*TO BE DONE*
Below are records; reproduce exactly the lines from the one containing "Pass the picture above and point out the ear, giving" through the end, both included, and only those.

*GIVEN DATA*

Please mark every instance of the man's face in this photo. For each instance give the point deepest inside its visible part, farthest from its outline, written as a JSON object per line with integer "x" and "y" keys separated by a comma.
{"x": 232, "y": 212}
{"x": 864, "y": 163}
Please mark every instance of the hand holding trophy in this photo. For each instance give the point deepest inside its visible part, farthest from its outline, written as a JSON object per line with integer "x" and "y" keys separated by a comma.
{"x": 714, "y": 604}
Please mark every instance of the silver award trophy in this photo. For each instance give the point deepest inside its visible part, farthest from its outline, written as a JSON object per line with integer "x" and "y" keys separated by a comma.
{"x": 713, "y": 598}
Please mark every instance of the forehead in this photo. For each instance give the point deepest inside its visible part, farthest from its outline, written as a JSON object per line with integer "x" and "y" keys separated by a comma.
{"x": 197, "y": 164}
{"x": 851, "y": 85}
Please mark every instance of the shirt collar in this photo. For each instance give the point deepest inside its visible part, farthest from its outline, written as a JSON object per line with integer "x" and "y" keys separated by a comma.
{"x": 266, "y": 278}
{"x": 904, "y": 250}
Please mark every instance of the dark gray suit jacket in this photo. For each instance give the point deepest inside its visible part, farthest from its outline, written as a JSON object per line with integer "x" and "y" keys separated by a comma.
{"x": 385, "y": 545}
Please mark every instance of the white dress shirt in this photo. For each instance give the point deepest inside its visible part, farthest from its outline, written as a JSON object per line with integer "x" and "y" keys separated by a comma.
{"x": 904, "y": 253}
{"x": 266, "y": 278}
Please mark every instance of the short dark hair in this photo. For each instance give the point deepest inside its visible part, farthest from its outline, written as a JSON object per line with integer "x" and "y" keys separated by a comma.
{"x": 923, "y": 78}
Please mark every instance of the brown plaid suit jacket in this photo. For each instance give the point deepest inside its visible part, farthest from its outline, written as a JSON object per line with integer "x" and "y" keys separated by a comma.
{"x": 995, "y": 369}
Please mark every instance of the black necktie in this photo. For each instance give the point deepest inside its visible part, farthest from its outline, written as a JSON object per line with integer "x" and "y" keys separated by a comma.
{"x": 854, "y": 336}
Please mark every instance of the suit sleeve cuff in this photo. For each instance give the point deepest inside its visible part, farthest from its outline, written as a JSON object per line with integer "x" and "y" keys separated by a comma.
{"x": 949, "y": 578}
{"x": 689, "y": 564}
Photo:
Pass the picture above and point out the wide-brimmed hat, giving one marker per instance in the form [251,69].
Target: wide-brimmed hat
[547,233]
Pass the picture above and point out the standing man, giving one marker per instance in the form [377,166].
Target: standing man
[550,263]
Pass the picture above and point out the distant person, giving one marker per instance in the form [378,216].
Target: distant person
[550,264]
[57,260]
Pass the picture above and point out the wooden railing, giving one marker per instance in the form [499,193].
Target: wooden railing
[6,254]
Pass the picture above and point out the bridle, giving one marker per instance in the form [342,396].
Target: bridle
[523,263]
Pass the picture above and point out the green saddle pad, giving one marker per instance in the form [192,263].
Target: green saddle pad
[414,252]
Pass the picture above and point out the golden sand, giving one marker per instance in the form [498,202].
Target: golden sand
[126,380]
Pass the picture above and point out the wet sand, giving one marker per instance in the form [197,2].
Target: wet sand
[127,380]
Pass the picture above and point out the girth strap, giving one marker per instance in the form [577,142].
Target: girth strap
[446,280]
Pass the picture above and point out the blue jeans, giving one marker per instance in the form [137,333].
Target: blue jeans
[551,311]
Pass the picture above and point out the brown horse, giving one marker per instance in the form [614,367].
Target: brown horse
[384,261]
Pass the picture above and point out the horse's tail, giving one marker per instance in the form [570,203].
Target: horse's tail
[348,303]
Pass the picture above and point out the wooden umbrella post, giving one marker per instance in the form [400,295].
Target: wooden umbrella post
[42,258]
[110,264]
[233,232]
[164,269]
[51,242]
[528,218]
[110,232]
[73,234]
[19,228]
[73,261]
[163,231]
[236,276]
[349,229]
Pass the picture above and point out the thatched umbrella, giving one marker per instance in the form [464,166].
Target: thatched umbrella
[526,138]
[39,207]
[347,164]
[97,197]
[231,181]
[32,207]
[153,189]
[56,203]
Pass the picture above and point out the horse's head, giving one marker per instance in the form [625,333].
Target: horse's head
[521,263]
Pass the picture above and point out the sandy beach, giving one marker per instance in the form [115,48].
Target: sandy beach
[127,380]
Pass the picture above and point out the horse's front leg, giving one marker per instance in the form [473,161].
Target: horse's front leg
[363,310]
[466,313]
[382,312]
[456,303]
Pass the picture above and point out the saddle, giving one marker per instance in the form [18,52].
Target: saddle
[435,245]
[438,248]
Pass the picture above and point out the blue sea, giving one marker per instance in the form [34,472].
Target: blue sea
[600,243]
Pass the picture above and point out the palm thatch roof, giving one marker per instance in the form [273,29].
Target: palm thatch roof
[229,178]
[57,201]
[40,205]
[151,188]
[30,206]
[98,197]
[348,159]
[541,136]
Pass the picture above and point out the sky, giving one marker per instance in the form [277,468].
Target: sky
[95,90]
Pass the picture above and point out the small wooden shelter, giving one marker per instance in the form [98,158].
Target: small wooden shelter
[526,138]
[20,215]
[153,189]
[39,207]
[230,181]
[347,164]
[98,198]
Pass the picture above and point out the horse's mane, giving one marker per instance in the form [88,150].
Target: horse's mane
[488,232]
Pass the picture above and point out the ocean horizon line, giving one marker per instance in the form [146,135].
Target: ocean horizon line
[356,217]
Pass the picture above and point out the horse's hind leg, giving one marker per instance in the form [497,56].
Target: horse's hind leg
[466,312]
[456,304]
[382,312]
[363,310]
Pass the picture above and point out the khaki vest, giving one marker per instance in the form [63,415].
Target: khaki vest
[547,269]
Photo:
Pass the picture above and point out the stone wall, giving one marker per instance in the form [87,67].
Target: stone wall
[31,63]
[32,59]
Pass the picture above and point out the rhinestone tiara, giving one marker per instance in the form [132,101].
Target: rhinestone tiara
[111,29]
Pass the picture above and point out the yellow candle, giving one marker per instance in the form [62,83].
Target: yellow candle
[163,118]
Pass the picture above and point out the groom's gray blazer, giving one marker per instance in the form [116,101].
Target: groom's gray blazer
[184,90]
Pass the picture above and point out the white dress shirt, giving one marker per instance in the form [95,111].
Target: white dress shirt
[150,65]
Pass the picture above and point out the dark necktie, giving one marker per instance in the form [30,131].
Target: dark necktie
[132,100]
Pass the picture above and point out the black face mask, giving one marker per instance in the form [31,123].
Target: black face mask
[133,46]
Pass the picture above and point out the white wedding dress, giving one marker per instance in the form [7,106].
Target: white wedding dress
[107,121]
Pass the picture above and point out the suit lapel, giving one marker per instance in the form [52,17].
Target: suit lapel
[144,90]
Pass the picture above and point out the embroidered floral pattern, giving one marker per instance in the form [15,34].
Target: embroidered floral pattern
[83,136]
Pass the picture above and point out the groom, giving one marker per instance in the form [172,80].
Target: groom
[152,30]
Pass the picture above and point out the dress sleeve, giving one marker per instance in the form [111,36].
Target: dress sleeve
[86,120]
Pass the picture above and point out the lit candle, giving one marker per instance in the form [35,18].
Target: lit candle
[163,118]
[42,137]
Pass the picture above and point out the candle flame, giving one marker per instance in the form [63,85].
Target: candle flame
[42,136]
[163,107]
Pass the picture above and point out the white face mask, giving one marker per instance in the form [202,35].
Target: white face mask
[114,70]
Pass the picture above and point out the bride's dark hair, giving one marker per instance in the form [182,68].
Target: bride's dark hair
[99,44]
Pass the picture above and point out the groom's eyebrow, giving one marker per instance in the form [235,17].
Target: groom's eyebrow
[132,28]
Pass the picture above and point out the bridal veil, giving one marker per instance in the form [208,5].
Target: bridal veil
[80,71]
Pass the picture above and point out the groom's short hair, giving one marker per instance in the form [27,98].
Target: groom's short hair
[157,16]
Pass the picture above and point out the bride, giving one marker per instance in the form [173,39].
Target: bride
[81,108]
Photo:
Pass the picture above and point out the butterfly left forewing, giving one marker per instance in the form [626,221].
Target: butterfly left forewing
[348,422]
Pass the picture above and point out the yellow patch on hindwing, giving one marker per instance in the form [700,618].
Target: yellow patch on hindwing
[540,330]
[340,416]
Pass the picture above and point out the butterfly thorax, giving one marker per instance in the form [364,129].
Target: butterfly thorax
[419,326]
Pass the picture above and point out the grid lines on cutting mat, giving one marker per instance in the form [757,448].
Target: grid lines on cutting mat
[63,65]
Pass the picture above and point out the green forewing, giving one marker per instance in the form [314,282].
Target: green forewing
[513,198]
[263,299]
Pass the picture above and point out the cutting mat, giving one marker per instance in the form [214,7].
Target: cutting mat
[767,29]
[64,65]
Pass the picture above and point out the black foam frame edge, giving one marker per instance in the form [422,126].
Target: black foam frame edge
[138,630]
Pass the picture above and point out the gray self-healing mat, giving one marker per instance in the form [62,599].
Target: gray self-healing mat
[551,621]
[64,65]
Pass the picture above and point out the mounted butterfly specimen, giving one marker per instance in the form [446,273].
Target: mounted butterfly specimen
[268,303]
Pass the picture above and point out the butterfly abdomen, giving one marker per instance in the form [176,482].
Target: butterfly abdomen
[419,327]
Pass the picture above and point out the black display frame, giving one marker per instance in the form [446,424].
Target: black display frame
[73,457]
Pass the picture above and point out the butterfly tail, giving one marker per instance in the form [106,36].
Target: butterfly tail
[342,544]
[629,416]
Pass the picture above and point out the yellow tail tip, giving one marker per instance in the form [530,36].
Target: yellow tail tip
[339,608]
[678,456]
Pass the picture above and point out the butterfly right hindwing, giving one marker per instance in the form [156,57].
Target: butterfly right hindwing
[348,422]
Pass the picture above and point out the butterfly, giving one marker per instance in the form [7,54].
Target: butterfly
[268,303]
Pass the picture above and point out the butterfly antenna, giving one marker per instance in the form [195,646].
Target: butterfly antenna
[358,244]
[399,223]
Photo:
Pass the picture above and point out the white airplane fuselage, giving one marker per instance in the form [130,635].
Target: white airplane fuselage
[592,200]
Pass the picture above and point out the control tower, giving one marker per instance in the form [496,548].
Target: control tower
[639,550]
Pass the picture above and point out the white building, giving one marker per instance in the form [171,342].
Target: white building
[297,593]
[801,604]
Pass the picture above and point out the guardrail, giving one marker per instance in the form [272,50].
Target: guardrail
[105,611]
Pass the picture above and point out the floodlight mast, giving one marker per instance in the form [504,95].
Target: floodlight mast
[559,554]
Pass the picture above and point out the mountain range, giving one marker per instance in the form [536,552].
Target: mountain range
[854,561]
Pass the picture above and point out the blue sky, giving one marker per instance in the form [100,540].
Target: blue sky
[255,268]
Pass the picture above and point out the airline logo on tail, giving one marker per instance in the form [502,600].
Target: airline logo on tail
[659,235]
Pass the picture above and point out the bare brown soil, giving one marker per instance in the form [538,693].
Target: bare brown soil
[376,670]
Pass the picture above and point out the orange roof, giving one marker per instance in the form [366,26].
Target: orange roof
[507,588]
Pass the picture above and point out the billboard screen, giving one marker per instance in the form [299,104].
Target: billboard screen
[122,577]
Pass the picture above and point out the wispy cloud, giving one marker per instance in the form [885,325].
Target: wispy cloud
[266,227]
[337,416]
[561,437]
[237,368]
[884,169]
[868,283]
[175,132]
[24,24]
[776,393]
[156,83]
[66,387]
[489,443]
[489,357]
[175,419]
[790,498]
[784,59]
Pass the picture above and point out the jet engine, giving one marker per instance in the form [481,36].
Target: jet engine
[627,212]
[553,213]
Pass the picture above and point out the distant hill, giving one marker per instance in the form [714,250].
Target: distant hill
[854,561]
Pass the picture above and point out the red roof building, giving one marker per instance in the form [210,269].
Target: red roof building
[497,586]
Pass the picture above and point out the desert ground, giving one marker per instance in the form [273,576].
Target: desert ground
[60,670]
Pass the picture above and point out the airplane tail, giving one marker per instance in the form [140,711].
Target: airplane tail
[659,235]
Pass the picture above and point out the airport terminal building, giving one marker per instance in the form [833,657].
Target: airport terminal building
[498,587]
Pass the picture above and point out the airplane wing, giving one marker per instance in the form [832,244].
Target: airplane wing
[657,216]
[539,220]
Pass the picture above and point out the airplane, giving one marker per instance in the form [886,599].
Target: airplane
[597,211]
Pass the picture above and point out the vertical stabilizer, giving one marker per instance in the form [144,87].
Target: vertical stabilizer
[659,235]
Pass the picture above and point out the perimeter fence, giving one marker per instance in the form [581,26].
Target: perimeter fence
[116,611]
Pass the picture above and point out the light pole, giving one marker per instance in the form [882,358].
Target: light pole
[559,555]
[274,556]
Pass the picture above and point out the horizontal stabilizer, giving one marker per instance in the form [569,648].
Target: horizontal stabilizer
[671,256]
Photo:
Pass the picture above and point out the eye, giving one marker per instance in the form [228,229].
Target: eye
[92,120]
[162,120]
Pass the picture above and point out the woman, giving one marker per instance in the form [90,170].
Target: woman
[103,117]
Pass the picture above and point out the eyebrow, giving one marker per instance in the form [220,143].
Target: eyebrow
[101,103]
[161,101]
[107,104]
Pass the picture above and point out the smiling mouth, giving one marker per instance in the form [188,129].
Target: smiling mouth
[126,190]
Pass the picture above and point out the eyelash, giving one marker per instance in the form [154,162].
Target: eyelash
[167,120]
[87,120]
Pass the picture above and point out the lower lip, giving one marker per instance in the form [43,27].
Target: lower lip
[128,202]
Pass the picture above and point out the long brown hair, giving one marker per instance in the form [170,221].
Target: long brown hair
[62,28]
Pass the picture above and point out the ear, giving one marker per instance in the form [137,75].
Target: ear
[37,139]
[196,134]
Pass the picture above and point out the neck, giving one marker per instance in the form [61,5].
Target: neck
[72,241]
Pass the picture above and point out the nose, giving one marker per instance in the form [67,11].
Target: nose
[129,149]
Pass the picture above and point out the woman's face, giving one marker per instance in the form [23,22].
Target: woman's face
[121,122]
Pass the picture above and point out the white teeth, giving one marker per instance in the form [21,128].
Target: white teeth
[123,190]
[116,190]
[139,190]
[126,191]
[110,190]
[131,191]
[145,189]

*COMPLETE ANSWER*
Pass the picture above and point out the ear, giving one marker per instance in the form [137,75].
Target: ear
[37,139]
[196,134]
Pass the picture above and point out the neck, giving one marker per instance in the form [61,5].
Target: neck
[72,241]
Pass the picture above and point out the nose, giving one marker per instance in the form [67,11].
Target: nose
[129,149]
Pass the picture above and point out the woman's face, giving one marker per instance in the form [23,22].
Target: woman's face
[121,122]
Pass the picture above and point out the white teeth, giving one marker per instance in the form [21,128].
Target: white teeth
[123,190]
[116,190]
[139,190]
[126,191]
[110,190]
[131,191]
[145,189]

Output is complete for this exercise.